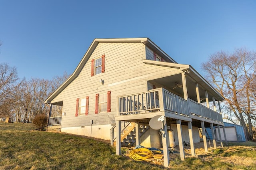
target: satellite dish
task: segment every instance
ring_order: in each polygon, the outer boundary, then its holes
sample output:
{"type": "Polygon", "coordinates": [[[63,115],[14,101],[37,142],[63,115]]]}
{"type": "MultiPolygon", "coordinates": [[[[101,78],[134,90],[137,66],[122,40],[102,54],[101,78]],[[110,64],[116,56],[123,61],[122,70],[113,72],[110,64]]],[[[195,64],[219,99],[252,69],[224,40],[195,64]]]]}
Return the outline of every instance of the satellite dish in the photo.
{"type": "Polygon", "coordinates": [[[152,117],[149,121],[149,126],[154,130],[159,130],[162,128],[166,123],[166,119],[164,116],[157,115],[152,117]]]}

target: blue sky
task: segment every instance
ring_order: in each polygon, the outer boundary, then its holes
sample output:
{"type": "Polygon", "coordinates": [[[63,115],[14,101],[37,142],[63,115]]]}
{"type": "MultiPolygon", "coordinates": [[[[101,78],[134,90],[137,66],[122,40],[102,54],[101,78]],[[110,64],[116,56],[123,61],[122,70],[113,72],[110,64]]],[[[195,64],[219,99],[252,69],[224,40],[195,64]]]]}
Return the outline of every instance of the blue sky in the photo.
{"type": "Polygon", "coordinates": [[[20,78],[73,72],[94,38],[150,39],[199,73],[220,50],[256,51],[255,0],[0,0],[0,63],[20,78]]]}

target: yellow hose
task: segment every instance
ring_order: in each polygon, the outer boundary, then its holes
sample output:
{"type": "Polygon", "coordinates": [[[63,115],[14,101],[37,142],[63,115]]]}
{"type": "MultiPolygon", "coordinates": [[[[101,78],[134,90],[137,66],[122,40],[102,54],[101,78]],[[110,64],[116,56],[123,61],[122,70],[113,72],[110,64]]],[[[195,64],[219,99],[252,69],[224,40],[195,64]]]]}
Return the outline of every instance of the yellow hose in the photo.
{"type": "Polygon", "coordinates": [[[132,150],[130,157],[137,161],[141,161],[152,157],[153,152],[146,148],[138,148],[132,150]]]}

==

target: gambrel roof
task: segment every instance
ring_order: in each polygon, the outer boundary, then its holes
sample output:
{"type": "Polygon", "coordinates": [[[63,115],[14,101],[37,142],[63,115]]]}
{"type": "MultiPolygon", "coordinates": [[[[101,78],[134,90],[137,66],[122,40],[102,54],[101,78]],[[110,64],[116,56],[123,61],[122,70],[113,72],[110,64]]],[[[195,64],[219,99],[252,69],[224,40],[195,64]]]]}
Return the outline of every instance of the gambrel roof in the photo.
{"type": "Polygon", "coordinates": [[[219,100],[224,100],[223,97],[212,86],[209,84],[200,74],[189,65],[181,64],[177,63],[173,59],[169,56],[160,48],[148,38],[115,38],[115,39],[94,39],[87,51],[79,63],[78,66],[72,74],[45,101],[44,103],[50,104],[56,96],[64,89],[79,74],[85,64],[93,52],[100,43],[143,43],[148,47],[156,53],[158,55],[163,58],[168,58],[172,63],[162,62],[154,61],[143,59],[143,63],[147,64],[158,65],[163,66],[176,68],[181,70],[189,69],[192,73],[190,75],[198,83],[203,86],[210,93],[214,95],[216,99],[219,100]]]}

▸ **TO DO**:
Gather every line of the listing above that contains the word "yellow", and copy each one in full.

▸ **FINAL RESULT**:
target: yellow hose
Return the outline of every instance of the yellow hose in the photo.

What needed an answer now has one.